• [Natural-language object grounding data]:
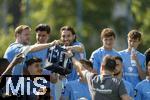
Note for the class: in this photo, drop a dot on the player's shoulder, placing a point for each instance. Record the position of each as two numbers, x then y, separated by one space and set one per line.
77 43
127 83
141 54
122 51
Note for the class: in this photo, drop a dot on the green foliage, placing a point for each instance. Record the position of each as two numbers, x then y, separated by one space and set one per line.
96 14
141 12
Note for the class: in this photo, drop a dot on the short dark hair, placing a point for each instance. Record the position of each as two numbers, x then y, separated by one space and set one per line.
107 32
135 34
20 28
3 64
118 58
86 62
43 27
68 28
109 63
32 60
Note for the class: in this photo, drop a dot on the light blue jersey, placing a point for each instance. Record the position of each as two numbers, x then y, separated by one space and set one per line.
129 88
130 73
11 52
143 90
74 90
42 54
52 86
78 56
98 55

• [INSTRUCTIONS FOR THE TASK]: Beginning from the line that contains "on the short", give each line again exactly, through the final line of the records.

• [SOLUTION TO THIS TASK]:
Note for the class: in this photo, drop a dot on the short dark hair, placing a point for each instance. Record the position of each as two numbers, x then y, separated by one space and set one per line.
107 32
135 34
20 28
3 64
118 58
86 62
43 27
68 28
109 63
32 60
Note for the class: in this photo, drop a dot on the light blue jersey, placing a point for each instance. Record the position of each as two numbers, x then y, separated by one space and set one per line.
129 88
130 73
11 52
143 90
74 90
42 54
52 86
78 56
98 55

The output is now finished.